> Task brief: Gather every line below that contains the word "horse", copying each one in full. Case counts.

(Rows from a dataset)
┌────────

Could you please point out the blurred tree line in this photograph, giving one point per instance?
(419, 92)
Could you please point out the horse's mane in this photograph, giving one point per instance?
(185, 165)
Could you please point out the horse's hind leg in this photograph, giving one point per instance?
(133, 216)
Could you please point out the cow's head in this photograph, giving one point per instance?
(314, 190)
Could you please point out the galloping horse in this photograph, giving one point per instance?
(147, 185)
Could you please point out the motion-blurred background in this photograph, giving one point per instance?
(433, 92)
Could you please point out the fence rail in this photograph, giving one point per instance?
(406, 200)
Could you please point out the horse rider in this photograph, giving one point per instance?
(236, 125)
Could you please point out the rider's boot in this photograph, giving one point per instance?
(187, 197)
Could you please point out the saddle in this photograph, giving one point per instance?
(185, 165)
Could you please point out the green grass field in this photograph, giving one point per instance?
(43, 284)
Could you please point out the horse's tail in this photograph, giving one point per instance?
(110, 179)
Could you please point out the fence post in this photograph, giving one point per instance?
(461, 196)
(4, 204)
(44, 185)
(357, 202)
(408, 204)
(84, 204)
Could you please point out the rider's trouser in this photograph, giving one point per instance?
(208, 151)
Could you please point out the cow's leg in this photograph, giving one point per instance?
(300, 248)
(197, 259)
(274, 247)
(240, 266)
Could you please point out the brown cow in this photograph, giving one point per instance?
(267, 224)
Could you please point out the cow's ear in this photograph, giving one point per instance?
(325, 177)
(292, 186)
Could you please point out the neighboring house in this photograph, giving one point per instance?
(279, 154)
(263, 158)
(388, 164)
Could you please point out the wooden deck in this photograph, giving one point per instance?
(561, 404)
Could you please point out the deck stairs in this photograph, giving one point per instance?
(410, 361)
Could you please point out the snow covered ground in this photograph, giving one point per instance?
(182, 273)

└────────
┌────────

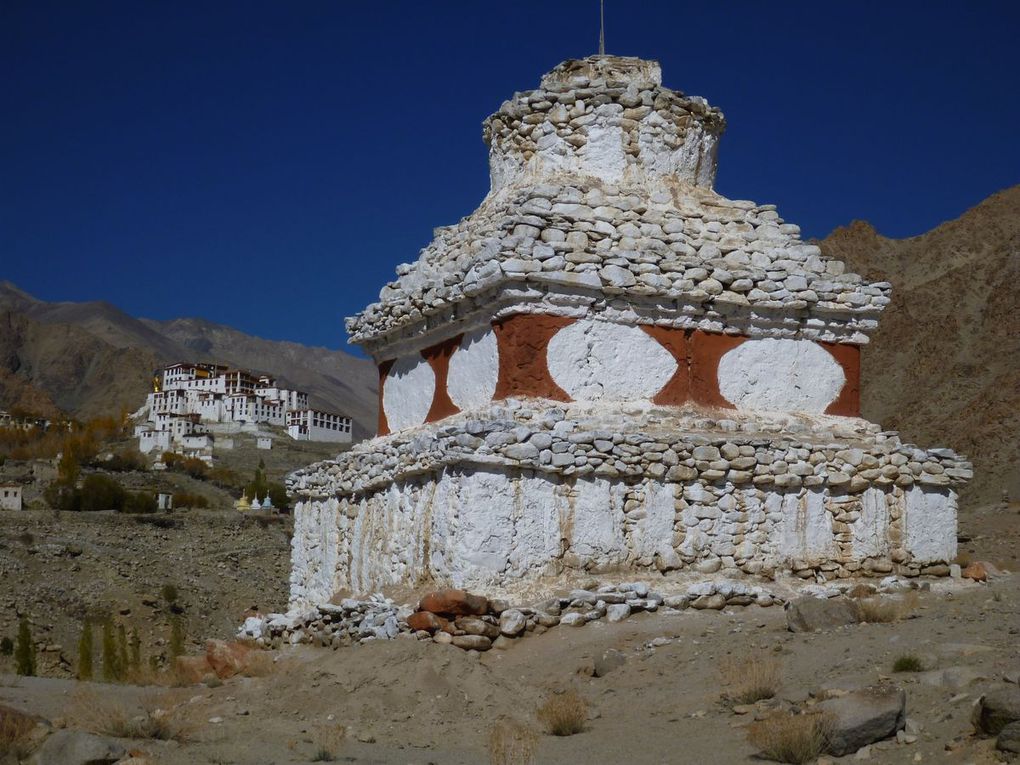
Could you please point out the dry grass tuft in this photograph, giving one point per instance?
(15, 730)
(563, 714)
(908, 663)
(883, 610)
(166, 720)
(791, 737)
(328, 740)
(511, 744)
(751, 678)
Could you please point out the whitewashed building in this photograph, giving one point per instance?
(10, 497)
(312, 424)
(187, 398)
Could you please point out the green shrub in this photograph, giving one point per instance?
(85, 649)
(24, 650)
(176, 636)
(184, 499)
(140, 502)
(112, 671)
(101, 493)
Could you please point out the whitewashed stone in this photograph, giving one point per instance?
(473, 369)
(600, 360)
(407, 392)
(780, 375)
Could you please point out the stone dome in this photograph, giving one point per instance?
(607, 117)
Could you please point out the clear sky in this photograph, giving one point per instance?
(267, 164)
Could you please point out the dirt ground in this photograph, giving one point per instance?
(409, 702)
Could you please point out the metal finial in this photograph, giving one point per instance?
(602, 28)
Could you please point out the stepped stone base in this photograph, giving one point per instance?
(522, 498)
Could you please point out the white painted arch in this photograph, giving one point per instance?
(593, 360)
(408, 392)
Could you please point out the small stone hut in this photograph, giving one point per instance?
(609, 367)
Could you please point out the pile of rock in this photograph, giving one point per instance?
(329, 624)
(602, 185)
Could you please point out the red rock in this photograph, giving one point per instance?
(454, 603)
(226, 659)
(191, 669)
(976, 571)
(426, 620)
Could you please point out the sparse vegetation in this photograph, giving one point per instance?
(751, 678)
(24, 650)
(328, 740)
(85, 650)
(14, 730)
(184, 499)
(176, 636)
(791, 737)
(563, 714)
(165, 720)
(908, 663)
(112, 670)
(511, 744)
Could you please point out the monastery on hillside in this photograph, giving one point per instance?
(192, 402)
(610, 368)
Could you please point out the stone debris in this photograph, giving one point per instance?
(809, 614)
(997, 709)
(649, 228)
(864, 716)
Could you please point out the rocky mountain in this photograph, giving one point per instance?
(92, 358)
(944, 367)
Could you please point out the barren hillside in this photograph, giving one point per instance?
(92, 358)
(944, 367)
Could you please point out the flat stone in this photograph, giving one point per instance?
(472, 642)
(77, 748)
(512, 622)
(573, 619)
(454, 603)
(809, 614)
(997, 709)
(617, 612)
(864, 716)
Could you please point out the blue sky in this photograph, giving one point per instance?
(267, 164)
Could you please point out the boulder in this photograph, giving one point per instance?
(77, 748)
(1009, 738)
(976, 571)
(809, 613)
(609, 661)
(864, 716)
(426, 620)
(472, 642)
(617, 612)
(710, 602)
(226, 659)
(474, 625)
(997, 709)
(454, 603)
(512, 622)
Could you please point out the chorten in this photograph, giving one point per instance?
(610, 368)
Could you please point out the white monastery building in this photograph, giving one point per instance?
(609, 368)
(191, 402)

└────────

> Result of this exercise:
Could you please point out the horse's mane in this photograph, giving one point per instance?
Could you please point out the horse's hind leg in this photograph, giving one point per instance?
Could you please point out the galloping horse in this photograph, giving one point per instance?
Could you please point out the horse rider in this photograph, giving one point per instance?
Could you please point out the horse's tail in this photograph, giving one point per instance?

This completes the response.